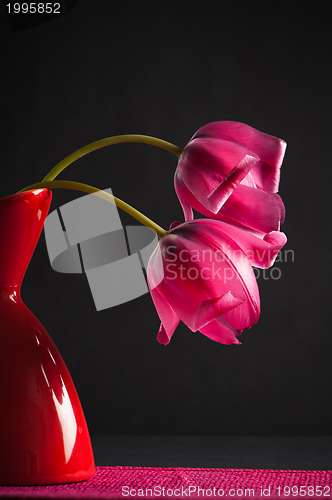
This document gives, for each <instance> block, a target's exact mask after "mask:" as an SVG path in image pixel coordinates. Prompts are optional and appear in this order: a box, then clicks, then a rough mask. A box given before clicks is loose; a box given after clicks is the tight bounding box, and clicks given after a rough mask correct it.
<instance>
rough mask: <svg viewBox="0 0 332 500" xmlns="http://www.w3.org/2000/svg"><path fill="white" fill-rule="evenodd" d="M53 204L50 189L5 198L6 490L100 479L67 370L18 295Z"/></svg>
mask: <svg viewBox="0 0 332 500" xmlns="http://www.w3.org/2000/svg"><path fill="white" fill-rule="evenodd" d="M50 202H51V191H49V190H47V189H36V190H33V191H27V192H24V193H18V194H16V195H13V196H8V197H7V198H2V199H0V234H1V236H0V238H1V241H0V484H2V485H31V484H55V483H66V482H74V481H82V480H85V479H89V478H91V477H92V476H93V475H94V474H95V465H94V458H93V452H92V447H91V441H90V436H89V432H88V428H87V424H86V421H85V417H84V414H83V410H82V407H81V403H80V401H79V398H78V395H77V392H76V389H75V387H74V384H73V381H72V379H71V376H70V374H69V371H68V369H67V367H66V365H65V363H64V361H63V359H62V357H61V355H60V354H59V351H58V349H57V348H56V346H55V344H54V343H53V341H52V340H51V338H50V336H49V335H48V333H47V331H46V330H45V328H44V327H43V326H42V325H41V323H40V322H39V321H38V320H37V318H36V317H35V316H34V315H33V314H32V313H31V311H30V310H29V309H28V308H27V307H26V306H25V304H24V303H23V302H22V299H21V296H20V287H21V283H22V280H23V277H24V274H25V271H26V269H27V266H28V265H29V262H30V259H31V257H32V254H33V252H34V249H35V246H36V244H37V242H38V239H39V236H40V233H41V231H42V228H43V224H44V220H45V218H46V216H47V213H48V209H49V205H50ZM40 293H44V291H43V290H40Z"/></svg>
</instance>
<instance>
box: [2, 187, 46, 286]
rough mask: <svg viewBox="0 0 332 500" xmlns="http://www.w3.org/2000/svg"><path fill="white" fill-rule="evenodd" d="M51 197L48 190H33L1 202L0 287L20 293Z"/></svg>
mask: <svg viewBox="0 0 332 500" xmlns="http://www.w3.org/2000/svg"><path fill="white" fill-rule="evenodd" d="M51 198H52V193H51V191H49V190H47V189H35V190H32V191H26V192H23V193H17V194H14V195H12V196H7V197H6V198H2V199H0V235H1V236H0V238H1V240H0V287H18V290H19V287H20V286H21V283H22V280H23V277H24V274H25V271H26V269H27V267H28V265H29V262H30V260H31V257H32V254H33V252H34V250H35V247H36V245H37V242H38V239H39V236H40V233H41V231H42V229H43V225H44V221H45V218H46V216H47V214H48V210H49V206H50V203H51Z"/></svg>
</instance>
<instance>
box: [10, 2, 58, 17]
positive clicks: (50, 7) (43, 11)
mask: <svg viewBox="0 0 332 500" xmlns="http://www.w3.org/2000/svg"><path fill="white" fill-rule="evenodd" d="M6 7H7V9H8V14H61V5H60V3H59V2H45V3H44V2H24V3H18V2H13V3H11V2H10V3H7V4H6Z"/></svg>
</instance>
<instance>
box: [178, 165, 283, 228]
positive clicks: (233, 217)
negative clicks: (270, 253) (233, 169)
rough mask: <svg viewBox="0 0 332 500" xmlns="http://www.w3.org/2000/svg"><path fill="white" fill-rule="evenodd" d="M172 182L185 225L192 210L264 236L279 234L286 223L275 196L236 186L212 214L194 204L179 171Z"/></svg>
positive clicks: (250, 188) (211, 217)
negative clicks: (176, 194) (284, 224)
mask: <svg viewBox="0 0 332 500" xmlns="http://www.w3.org/2000/svg"><path fill="white" fill-rule="evenodd" d="M175 179H176V182H175V189H176V193H177V196H178V198H179V201H180V203H181V205H182V208H183V212H184V216H185V220H186V221H188V220H193V212H192V209H191V207H192V208H193V209H194V210H196V211H197V212H199V213H201V214H202V215H205V216H206V217H209V218H211V219H218V220H223V221H225V222H230V223H235V224H240V225H242V226H244V227H248V228H250V229H253V230H255V231H258V232H261V233H263V234H266V233H269V232H271V231H278V230H279V229H280V225H281V224H282V223H283V222H284V220H285V207H284V204H283V202H282V199H281V198H280V196H279V195H278V194H275V193H267V192H266V191H263V190H262V189H256V188H250V187H248V186H244V185H243V184H238V185H237V187H236V189H234V191H233V193H232V196H230V197H229V198H228V200H227V201H226V202H225V204H224V205H223V206H222V208H221V209H220V210H219V212H218V213H216V214H214V213H213V212H211V211H210V210H208V209H207V208H206V207H205V206H204V205H202V204H201V203H200V202H199V201H198V200H197V198H196V197H195V196H194V195H193V193H192V192H191V191H190V190H189V189H188V188H187V186H186V185H185V183H184V182H183V180H182V178H181V175H180V173H179V172H178V171H177V172H176V174H175Z"/></svg>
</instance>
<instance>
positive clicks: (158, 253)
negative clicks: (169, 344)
mask: <svg viewBox="0 0 332 500" xmlns="http://www.w3.org/2000/svg"><path fill="white" fill-rule="evenodd" d="M160 265H162V262H161V260H160V251H159V246H158V247H157V248H156V250H155V251H154V253H153V254H152V255H151V257H150V260H149V263H148V268H147V277H148V285H149V288H150V294H151V298H152V300H153V303H154V305H155V308H156V310H157V313H158V316H159V318H160V320H161V325H160V328H159V331H158V335H157V340H158V342H160V343H161V344H164V345H166V344H168V343H169V342H170V340H171V338H172V335H173V333H174V331H175V329H176V327H177V326H178V324H179V321H180V319H179V317H178V316H177V315H176V313H175V312H174V311H173V309H172V307H171V306H170V304H169V302H168V301H167V299H166V298H165V297H164V295H163V293H162V291H161V289H160V286H158V285H159V283H160V281H161V275H163V271H161V270H160V269H159V268H160Z"/></svg>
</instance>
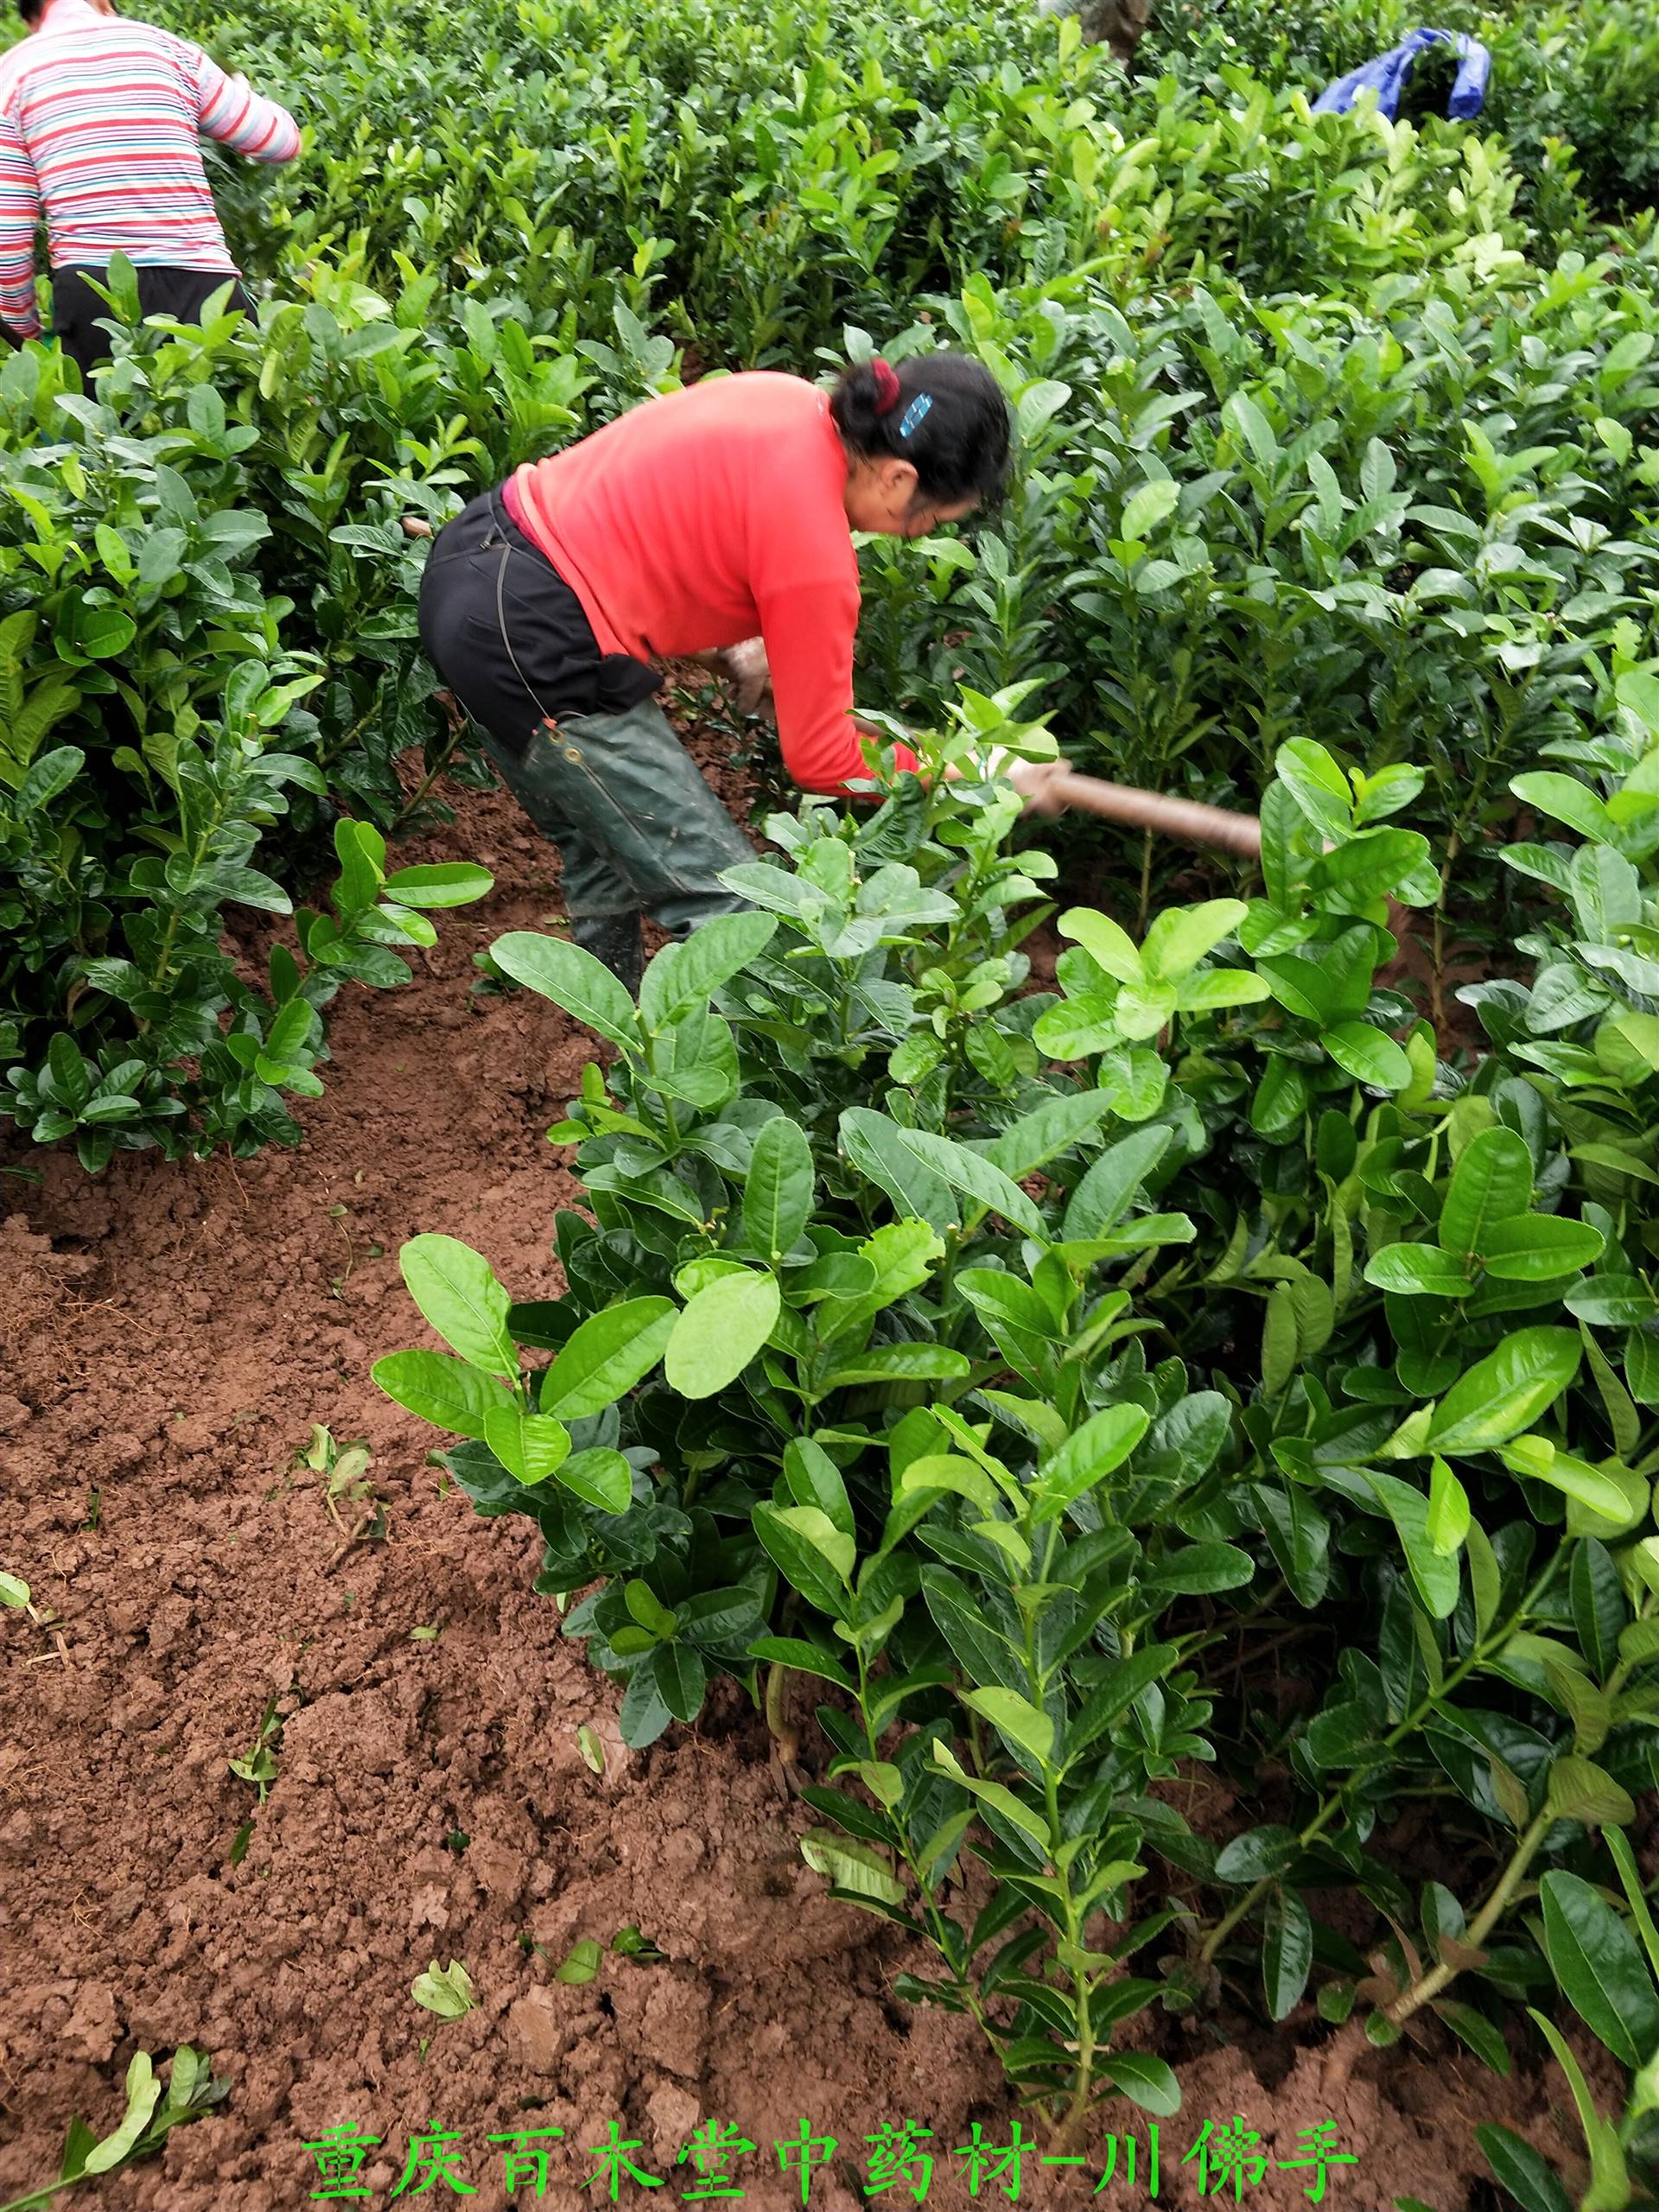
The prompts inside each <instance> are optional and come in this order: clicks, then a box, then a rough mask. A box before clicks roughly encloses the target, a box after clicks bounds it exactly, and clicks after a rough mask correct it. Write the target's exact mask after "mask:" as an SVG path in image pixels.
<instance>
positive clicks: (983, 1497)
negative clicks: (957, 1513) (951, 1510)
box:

- [About this task] Transcribe the full listing exactly, but keep every image out of it.

- [Answer to the problem]
This document gives, for each <instance> block, a target's exact mask after "mask:" as an SVG path in image pixel coordinates. Prompts are optional and appear in this order: a box, then clicks, then a rough mask. A box given before clicks is loose; a box given after clicks is the tight bounding box, and clicks given after a rough mask correct it.
<instance>
rough mask: <svg viewBox="0 0 332 500" xmlns="http://www.w3.org/2000/svg"><path fill="white" fill-rule="evenodd" d="M53 204L50 189L5 198L6 490L100 479L67 370L18 295Z"/></svg>
mask: <svg viewBox="0 0 332 500" xmlns="http://www.w3.org/2000/svg"><path fill="white" fill-rule="evenodd" d="M50 202H51V191H49V190H47V189H36V190H33V191H27V192H24V193H18V194H16V195H13V196H8V197H7V198H2V199H0V234H1V236H0V238H1V241H0V484H2V485H31V484H55V483H66V482H74V481H82V480H85V479H89V478H91V477H92V476H93V475H94V474H95V465H94V458H93V452H92V447H91V441H90V436H89V432H88V428H87V424H86V421H85V417H84V414H83V410H82V407H81V403H80V401H79V398H78V395H77V392H76V389H75V387H74V384H73V381H72V379H71V376H70V374H69V371H68V369H67V367H66V365H65V363H64V361H63V359H62V357H61V355H60V354H59V351H58V349H57V348H56V346H55V344H54V343H53V341H52V340H51V338H50V336H49V335H48V333H47V331H46V330H45V328H44V327H43V326H42V325H41V323H40V322H39V321H38V320H37V318H36V317H35V316H34V315H33V314H32V313H31V311H30V310H29V309H28V308H27V307H26V306H25V304H24V303H23V302H22V299H21V296H20V287H21V283H22V280H23V277H24V274H25V271H26V269H27V266H28V265H29V262H30V259H31V257H32V254H33V252H34V249H35V246H36V244H37V242H38V239H39V236H40V233H41V231H42V228H43V224H44V220H45V218H46V216H47V213H48V209H49V205H50ZM40 293H44V291H43V290H40Z"/></svg>
</instance>
<instance>
box: [2, 187, 46, 286]
rough mask: <svg viewBox="0 0 332 500" xmlns="http://www.w3.org/2000/svg"><path fill="white" fill-rule="evenodd" d="M51 197L48 190H33L1 202L0 287L20 293Z"/></svg>
mask: <svg viewBox="0 0 332 500" xmlns="http://www.w3.org/2000/svg"><path fill="white" fill-rule="evenodd" d="M51 198H52V193H51V191H49V190H47V189H35V190H32V191H26V192H23V193H17V194H14V195H12V196H7V197H6V198H2V199H0V235H1V236H0V238H1V240H0V287H18V290H19V287H20V286H21V283H22V280H23V277H24V274H25V271H26V269H27V267H28V265H29V262H30V260H31V257H32V254H33V252H34V250H35V247H36V245H37V242H38V239H39V236H40V233H41V231H42V229H43V225H44V221H45V218H46V216H47V214H48V210H49V206H50V203H51Z"/></svg>
</instance>
<instance>
box: [10, 2, 58, 17]
positive clicks: (50, 7) (43, 11)
mask: <svg viewBox="0 0 332 500" xmlns="http://www.w3.org/2000/svg"><path fill="white" fill-rule="evenodd" d="M6 7H7V9H8V14H61V5H60V3H59V2H45V3H44V2H24V3H18V2H13V3H11V2H10V3H7V4H6Z"/></svg>
</instance>
<instance>
box: [178, 165, 283, 228]
positive clicks: (233, 217)
negative clicks: (270, 253) (233, 169)
rough mask: <svg viewBox="0 0 332 500" xmlns="http://www.w3.org/2000/svg"><path fill="white" fill-rule="evenodd" d="M172 182L185 225L192 210L264 236L279 234L286 223L275 196L236 186L212 214L194 204L179 171Z"/></svg>
positive clicks: (250, 188) (211, 217)
negative clicks: (176, 194) (284, 224)
mask: <svg viewBox="0 0 332 500" xmlns="http://www.w3.org/2000/svg"><path fill="white" fill-rule="evenodd" d="M175 179H176V182H175V189H176V193H177V196H178V198H179V201H180V203H181V205H182V208H183V212H184V216H185V220H186V221H188V220H193V212H192V209H191V207H192V208H193V209H194V210H196V211H197V212H199V213H201V214H202V215H205V216H206V217H209V218H211V219H218V220H223V221H225V222H230V223H235V224H240V225H242V226H244V227H248V228H250V229H253V230H255V231H258V232H261V233H263V234H266V233H269V232H271V231H278V230H279V229H280V225H281V224H282V223H283V222H284V220H285V207H284V204H283V202H282V199H281V198H280V196H279V195H278V194H275V193H267V192H266V191H263V190H262V189H256V188H250V187H248V186H244V185H243V184H238V185H237V187H236V189H234V191H233V193H232V196H230V197H229V198H228V200H227V201H226V202H225V204H224V205H223V206H222V208H221V209H220V210H219V212H218V213H216V214H214V213H213V212H211V211H210V210H208V209H207V208H206V207H205V206H204V205H202V204H201V203H200V202H199V201H198V200H197V198H196V197H195V196H194V195H193V193H192V192H191V191H190V190H189V189H188V188H187V186H186V185H185V183H184V182H183V180H182V178H181V175H180V173H179V172H178V171H177V172H176V174H175Z"/></svg>
</instance>
<instance>
positive clicks: (158, 253)
negative clicks: (169, 344)
mask: <svg viewBox="0 0 332 500" xmlns="http://www.w3.org/2000/svg"><path fill="white" fill-rule="evenodd" d="M160 265H162V262H161V260H160V251H159V246H158V247H157V248H156V250H155V251H154V253H153V254H152V255H151V257H150V260H149V263H148V268H147V277H148V285H149V288H150V294H151V298H152V300H153V303H154V305H155V308H156V310H157V313H158V316H159V318H160V320H161V325H160V328H159V331H158V335H157V340H158V342H160V343H161V344H164V345H166V344H168V343H169V342H170V340H171V338H172V335H173V333H174V331H175V329H176V327H177V326H178V324H179V321H180V319H179V317H178V316H177V315H176V313H175V312H174V311H173V309H172V307H171V306H170V304H169V302H168V301H167V299H166V298H165V297H164V295H163V293H162V291H161V289H160V286H158V285H159V283H160V281H161V275H163V271H161V270H160V269H159V268H160Z"/></svg>
</instance>
The prompts inside each <instance> are optional and come in this order: clicks, then a box, then a rough mask. A box before clicks roughly encloses the target, a box after clicks bounds it exactly, and clicks after a rough mask correct it. Write the target's exact mask after "mask:" as an SVG path in image pixels.
<instance>
positive clicks: (983, 1497)
negative clicks: (957, 1513) (951, 1510)
box:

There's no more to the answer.